» **EXERCISE DETAILS**: Reproduce every record below exactly, without the pictures.

[Point-per-instance localization data]
>>>>
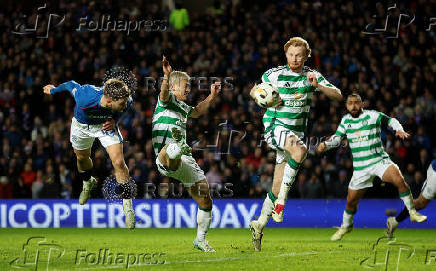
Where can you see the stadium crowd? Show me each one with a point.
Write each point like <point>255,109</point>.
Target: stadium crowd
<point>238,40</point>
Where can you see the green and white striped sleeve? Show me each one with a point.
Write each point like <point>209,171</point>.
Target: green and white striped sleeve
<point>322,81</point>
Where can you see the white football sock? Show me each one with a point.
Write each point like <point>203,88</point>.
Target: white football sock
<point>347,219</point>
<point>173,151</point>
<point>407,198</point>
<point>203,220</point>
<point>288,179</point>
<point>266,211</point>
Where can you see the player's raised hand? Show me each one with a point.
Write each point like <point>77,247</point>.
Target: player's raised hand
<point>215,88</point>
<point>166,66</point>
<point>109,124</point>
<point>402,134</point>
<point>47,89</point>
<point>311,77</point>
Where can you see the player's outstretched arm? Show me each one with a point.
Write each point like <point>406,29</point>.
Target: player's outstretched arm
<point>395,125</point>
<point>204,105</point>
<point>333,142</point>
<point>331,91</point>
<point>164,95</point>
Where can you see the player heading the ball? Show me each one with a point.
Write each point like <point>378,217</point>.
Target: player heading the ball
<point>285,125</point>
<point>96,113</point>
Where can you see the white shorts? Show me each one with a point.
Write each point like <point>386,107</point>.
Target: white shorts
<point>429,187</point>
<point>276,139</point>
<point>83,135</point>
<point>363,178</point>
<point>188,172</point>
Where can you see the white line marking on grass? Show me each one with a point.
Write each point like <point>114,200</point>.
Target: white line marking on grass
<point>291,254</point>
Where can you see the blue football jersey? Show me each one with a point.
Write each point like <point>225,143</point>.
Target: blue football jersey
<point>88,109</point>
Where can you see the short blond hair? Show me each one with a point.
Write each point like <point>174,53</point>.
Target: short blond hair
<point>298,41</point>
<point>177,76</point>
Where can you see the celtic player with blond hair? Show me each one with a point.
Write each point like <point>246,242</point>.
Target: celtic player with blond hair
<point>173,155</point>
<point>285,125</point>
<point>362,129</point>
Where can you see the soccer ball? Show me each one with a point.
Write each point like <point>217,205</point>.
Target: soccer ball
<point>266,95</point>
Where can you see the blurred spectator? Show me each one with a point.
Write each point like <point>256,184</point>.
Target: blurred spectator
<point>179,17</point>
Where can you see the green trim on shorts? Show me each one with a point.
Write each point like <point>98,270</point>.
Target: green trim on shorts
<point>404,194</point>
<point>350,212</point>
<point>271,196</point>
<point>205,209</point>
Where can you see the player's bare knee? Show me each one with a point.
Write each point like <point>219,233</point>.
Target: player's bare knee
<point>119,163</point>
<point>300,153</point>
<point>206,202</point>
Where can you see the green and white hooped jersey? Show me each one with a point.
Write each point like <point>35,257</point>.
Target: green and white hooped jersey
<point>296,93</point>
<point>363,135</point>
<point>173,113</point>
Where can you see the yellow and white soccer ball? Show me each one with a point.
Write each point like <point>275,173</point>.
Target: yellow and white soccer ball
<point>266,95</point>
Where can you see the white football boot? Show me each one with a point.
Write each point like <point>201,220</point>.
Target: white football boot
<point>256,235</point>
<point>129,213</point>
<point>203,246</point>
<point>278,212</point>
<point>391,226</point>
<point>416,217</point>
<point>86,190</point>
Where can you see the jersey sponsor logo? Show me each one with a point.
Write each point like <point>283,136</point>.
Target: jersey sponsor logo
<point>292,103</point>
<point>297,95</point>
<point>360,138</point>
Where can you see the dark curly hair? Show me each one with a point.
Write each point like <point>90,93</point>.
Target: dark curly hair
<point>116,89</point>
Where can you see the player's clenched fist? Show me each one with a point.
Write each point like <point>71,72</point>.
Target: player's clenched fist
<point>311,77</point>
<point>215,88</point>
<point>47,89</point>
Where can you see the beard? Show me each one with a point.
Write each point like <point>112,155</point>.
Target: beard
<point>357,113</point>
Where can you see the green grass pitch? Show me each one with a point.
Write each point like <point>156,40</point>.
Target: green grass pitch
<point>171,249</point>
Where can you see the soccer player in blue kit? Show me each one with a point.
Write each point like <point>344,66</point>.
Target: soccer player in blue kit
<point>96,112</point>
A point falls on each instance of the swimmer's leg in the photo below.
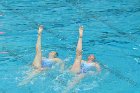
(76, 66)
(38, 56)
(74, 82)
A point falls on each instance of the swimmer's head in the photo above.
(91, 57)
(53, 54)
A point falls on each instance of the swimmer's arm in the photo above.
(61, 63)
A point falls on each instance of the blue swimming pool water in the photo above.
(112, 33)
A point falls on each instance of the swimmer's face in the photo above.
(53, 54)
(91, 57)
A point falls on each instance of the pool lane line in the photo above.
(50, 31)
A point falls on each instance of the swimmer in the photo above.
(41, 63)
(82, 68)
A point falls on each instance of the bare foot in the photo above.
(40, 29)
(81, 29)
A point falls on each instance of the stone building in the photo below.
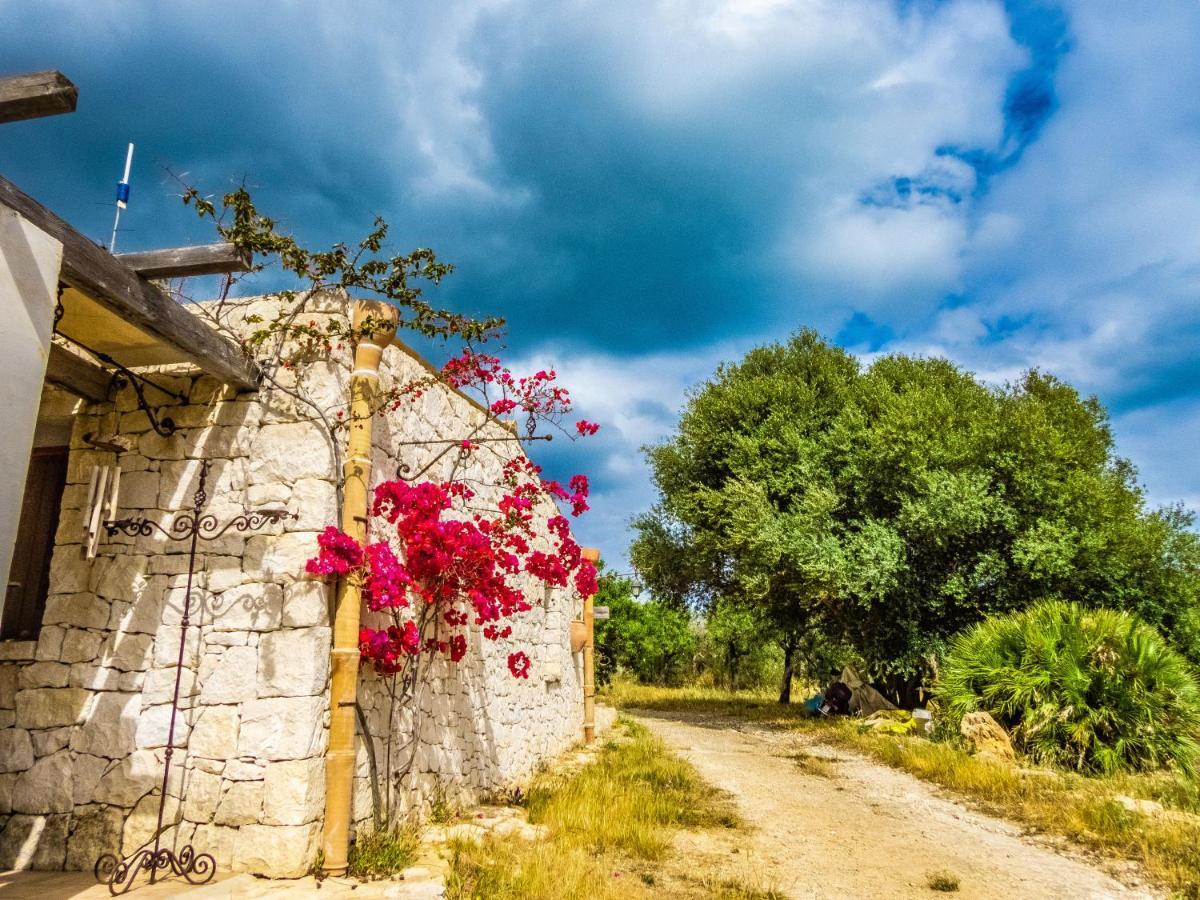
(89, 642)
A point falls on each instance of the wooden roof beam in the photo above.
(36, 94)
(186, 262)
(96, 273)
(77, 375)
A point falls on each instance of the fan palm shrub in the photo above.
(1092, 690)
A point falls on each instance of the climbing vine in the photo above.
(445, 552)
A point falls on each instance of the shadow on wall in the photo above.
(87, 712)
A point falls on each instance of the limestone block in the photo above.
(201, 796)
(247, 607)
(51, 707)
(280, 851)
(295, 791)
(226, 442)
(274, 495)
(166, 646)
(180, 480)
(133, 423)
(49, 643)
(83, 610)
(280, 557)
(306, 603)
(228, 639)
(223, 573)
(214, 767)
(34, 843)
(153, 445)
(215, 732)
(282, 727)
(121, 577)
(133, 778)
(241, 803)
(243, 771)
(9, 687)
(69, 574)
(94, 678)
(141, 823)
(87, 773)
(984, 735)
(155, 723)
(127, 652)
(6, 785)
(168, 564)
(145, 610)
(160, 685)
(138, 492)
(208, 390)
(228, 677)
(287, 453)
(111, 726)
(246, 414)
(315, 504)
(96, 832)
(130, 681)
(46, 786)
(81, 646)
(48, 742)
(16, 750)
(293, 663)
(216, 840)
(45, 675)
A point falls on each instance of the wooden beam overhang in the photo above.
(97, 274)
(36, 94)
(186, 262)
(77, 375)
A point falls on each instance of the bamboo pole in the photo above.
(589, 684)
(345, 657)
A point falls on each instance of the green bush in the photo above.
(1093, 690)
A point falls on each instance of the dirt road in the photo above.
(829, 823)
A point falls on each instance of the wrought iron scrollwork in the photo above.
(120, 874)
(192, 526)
<<<<
» **EXERCISE RESULT**:
Where can you see the stadium crowd? Show me each one with a point.
Write each point like <point>255,109</point>.
Target: stadium crowd
<point>238,40</point>
Where can you see the green and white striped sleeve? Show me each one with a point.
Write each point like <point>209,171</point>.
Target: green and white striped sleeve
<point>322,81</point>
Where can you see the white football sock? Show me each one with a point.
Write each point like <point>203,88</point>.
Target: white football sock
<point>347,219</point>
<point>173,151</point>
<point>407,198</point>
<point>203,220</point>
<point>288,179</point>
<point>266,211</point>
Where can you see the player's raised hand? Show me each one with a point.
Write each point like <point>77,247</point>.
Target: player's raised hand
<point>215,88</point>
<point>166,66</point>
<point>109,124</point>
<point>402,134</point>
<point>47,89</point>
<point>311,77</point>
Where can you see the player's outstretched arm? Show me each one with a point.
Write each point like <point>406,29</point>.
Target: player's outstretched arm
<point>395,125</point>
<point>204,105</point>
<point>333,142</point>
<point>331,91</point>
<point>164,95</point>
Where can you see the player heading the ball? Show me each one with a point.
Write each point like <point>378,217</point>.
Target: player heading the ball
<point>285,125</point>
<point>96,113</point>
Where can you see the white shorts? Show me each one with a point.
Write each point like <point>386,107</point>.
Target: white shorts
<point>429,187</point>
<point>276,139</point>
<point>83,135</point>
<point>363,178</point>
<point>188,172</point>
Where can you see the white line marking on grass? Show me each one with a point.
Write each point like <point>114,200</point>.
Target: white line marking on grass
<point>291,254</point>
Where can you see the blue football jersey? Show me each one with a point.
Write each point like <point>225,143</point>.
Target: blue football jersey
<point>88,109</point>
Where can you see the short blond hair? Show me each one with a point.
Write each point like <point>174,53</point>.
Target: short blond hair
<point>298,41</point>
<point>177,76</point>
Where can you see the celtic player with blond hair? Show me each one with a point.
Write each point like <point>246,242</point>.
Target: celtic player with blond hair
<point>173,155</point>
<point>285,125</point>
<point>362,129</point>
Where can you see the soccer ball? Show me each one with a point.
Write each point like <point>217,205</point>.
Target: soccer ball
<point>266,95</point>
Where can you see the blurred spectator? Show me each one with a point.
Write each point like <point>256,184</point>.
Target: blurred spectator
<point>179,17</point>
Where can you see the green trim on shorts? Show me each one with a point.
Write each point like <point>98,270</point>.
Target: green trim on shorts
<point>404,194</point>
<point>350,212</point>
<point>271,196</point>
<point>205,209</point>
Where can you see the player's bare knee? Show me each one with a point.
Write each point like <point>219,233</point>.
Target: player's bare knee
<point>119,163</point>
<point>300,153</point>
<point>206,202</point>
Where can you see the green and white hooped jersey? Show me each one with a point.
Write each point like <point>35,257</point>.
Target: green and white hooped jersey
<point>296,93</point>
<point>363,135</point>
<point>173,113</point>
Where can you see the yellow and white soccer ball? Show me each one with a point.
Write each point like <point>275,173</point>.
Target: yellow and white soccer ball
<point>266,95</point>
Where can you see the white football boot? Show me each one with a point.
Write each point like <point>201,220</point>.
Target: white football boot
<point>256,235</point>
<point>129,213</point>
<point>203,246</point>
<point>278,212</point>
<point>391,226</point>
<point>416,217</point>
<point>86,190</point>
Where can you see the jersey sponsor logo? Show me each one with a point.
Write each point like <point>283,136</point>.
Target: jersey sponsor logo
<point>292,103</point>
<point>297,95</point>
<point>360,138</point>
Where can you see the dark curly hair? Show me each one with a point.
Write each point like <point>90,93</point>.
Target: dark curly hair
<point>116,89</point>
Where can you see the player's clenched fist? Show me each one with a point.
Write each point like <point>71,72</point>.
Target: player's clenched fist
<point>311,77</point>
<point>215,88</point>
<point>47,89</point>
Where can you see the beard? Show me each one with a point.
Write each point like <point>112,155</point>.
Target: beard
<point>357,113</point>
Where can you see the green grass pitch? Show me each one with a point.
Write each point like <point>156,40</point>.
Target: green grass pitch
<point>171,249</point>
Where can you see the soccer player in blue kit? Show me each one with a point.
Write each point like <point>344,66</point>.
Target: soccer player in blue kit
<point>96,112</point>
A point falls on each instance of the swimmer's leg in the photo below.
(76, 66)
(38, 56)
(74, 82)
A point falls on each instance of the swimmer's head in the photo above.
(91, 57)
(53, 54)
A point falls on each instance of the swimmer's arm in the photo above.
(61, 63)
A point falls on each instance of the blue swimming pool water in the photo above.
(112, 33)
A point falls on each instance of the swimmer's face in the photo above.
(53, 54)
(91, 57)
A point falls on each instance of the pool lane line in the photo above.
(50, 31)
A point falls on each instance of the swimmer in the photo above.
(41, 63)
(82, 68)
A point falls on each instance of the bare foot in the photo above.
(40, 29)
(81, 29)
A point falls on each instance of the stone building in the photo below.
(89, 642)
A point falls on each instance of the wooden roof beam in the photo above.
(36, 94)
(186, 262)
(96, 273)
(77, 375)
A point falls on each instance of the fan palm shrub in the photo above.
(1092, 690)
A point falls on each instance of the climbing vine in the photo above.
(445, 552)
A point falls on each instance of the shadow on wall in the photo above.
(87, 712)
A point falls on each instance of the limestone block in the photo above.
(201, 796)
(247, 607)
(51, 707)
(280, 851)
(295, 791)
(226, 442)
(274, 495)
(166, 646)
(180, 480)
(133, 423)
(49, 643)
(83, 610)
(280, 557)
(306, 603)
(228, 639)
(223, 573)
(214, 767)
(34, 843)
(153, 445)
(215, 732)
(282, 727)
(121, 577)
(133, 778)
(241, 803)
(243, 771)
(9, 687)
(69, 574)
(94, 678)
(141, 823)
(87, 773)
(984, 735)
(155, 723)
(127, 652)
(6, 785)
(168, 564)
(145, 610)
(160, 685)
(138, 492)
(208, 390)
(228, 677)
(287, 453)
(111, 726)
(246, 414)
(315, 504)
(96, 832)
(130, 681)
(46, 786)
(81, 646)
(48, 742)
(16, 750)
(293, 663)
(216, 840)
(45, 675)
A point falls on each instance of the wooden beam overhang in the photo above.
(97, 274)
(36, 94)
(186, 262)
(77, 375)
A point falls on each instance of the bamboo pole in the photo above.
(589, 684)
(345, 657)
A point falls on each instance of the green bush in the photo above.
(1093, 690)
A point falls on each instance of the dirt road in the photo above.
(829, 823)
A point falls on each instance of the wrought iron scrollwork in the photo above.
(120, 874)
(192, 526)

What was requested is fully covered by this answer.